--- COMPLETE THE FOLLOWING ---
- A) Answer these questions from the forum thread about the Tacoma, please.
(i) How many wires come off each of the valve covers?
(ii) Which drink does one reply say will push the truck for you?
(iii) According to one reply, when will you find your old keys?
- B) Extend the forum thread about the Tacoma beyond its final post.

--- PAGE EXTRACT ---
A wise old friend of mine once said "use your dick beaters and jizz catchers to look it up yourself"
Or something like that.
 
I used my gizz catchers to see those wires under there. What your saying is I need to use my biological based masturbatory material recollection device located behind my gizz catchers to deduce if it's a v8 or not?
 
I was looking under the hood of the Tacoma and noticed there are 3 wires coming off each of the valve covers. I am assuming these are spark plug wires, does this mean I have a v8? It's pretty peppy and sucks up gas.

Thanks in advance

Clearly you are missing the other 2 wires, go get some from toyota and then post a burnout video!
 
Hoon videos in coming, but first can anyone tell me where I put my keys to the truck at in my house?
 
I'm willing to wager that you'll eventually find the keys in the last place you check. That's how it goes for me
 
Only after you buy new keys will you find your old keys.
 
Use a screw driver.
After you drink that, look for keys again.

Have a White Russian, he'll push the truck for you.

Have sex on the beach, you don't need keys for that.
Unless Aiimmmeeee is into that.
Did I spell her name correctly??
 
Did I leave my garage door open?

--- ENTRIES PROVIDED ---
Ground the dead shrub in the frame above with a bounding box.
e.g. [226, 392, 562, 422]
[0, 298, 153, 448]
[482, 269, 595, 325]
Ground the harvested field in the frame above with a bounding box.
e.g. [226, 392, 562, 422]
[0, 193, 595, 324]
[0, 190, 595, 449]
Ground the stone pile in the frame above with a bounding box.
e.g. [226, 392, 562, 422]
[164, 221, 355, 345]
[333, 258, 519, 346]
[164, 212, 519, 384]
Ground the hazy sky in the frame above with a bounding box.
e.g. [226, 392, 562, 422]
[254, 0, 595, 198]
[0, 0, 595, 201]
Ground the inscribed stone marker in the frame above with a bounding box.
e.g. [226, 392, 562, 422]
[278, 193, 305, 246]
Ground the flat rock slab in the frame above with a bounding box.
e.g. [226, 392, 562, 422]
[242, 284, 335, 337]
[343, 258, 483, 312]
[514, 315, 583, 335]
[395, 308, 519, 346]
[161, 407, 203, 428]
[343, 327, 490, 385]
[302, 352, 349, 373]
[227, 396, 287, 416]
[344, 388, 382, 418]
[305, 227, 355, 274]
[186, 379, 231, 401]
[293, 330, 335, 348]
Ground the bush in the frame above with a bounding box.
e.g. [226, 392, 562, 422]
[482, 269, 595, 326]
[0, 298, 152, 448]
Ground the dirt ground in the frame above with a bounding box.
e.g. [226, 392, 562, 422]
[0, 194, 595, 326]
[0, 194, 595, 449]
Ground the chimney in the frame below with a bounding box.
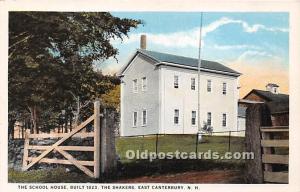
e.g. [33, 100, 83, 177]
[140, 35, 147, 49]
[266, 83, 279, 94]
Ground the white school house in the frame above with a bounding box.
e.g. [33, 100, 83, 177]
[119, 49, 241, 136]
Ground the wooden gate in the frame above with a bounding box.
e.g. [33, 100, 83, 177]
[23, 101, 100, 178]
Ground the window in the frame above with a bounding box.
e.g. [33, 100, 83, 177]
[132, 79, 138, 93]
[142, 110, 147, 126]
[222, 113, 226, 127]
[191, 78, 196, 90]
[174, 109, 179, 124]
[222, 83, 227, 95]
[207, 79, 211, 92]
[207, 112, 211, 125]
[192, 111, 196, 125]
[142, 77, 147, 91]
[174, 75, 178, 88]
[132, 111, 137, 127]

...

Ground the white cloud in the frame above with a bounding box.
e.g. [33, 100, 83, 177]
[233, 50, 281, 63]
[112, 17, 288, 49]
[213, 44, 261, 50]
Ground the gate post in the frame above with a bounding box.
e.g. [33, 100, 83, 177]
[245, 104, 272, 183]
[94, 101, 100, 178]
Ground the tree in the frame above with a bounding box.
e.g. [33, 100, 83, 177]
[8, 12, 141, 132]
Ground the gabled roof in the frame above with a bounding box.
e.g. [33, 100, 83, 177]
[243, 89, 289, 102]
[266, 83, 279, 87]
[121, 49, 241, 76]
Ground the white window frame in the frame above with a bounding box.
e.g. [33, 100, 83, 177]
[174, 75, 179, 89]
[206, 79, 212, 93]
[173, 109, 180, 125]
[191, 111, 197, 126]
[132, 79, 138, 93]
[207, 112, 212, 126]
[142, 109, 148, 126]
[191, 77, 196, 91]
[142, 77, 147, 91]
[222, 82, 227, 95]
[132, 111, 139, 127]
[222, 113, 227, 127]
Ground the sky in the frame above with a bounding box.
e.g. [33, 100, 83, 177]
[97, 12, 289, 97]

--- SOLVED PROBLEMS ---
- A)
(i) Three.
(ii) A White Russian.
(iii) Only after you buy new keys.

- B)
There is no way google shows my garage door, hahaha. The reason i ask, is it kinda sounds like its open from my couch, and there seems to be more cold air in my laundry room. What do you guys think?
 
A Jimmy John's driver could let you know pretty quickly
 
He said he wouldn't do it unless I ordered a sandwich! What a jerk! I've already complained to his manager and sent an email to corporate, so good for me!
 
There's a new sandwich. The #7. My new favorite
 
Use a screw driver.
After you drink that, look for keys again.

Have a White Russian, he'll push the truck for you.

Have sex on the beach, you don't need keys for that.
Unless Aiimmmeeee is into that.
Did I spell her name correctly??

Close you missed a few accent marks.

As for the sex on the beach, she's more pale than I am, so it's a sunburn issue and a small craft navigation hazard as the light beaming off our bodies will blind any Mariners in a 20mile radius.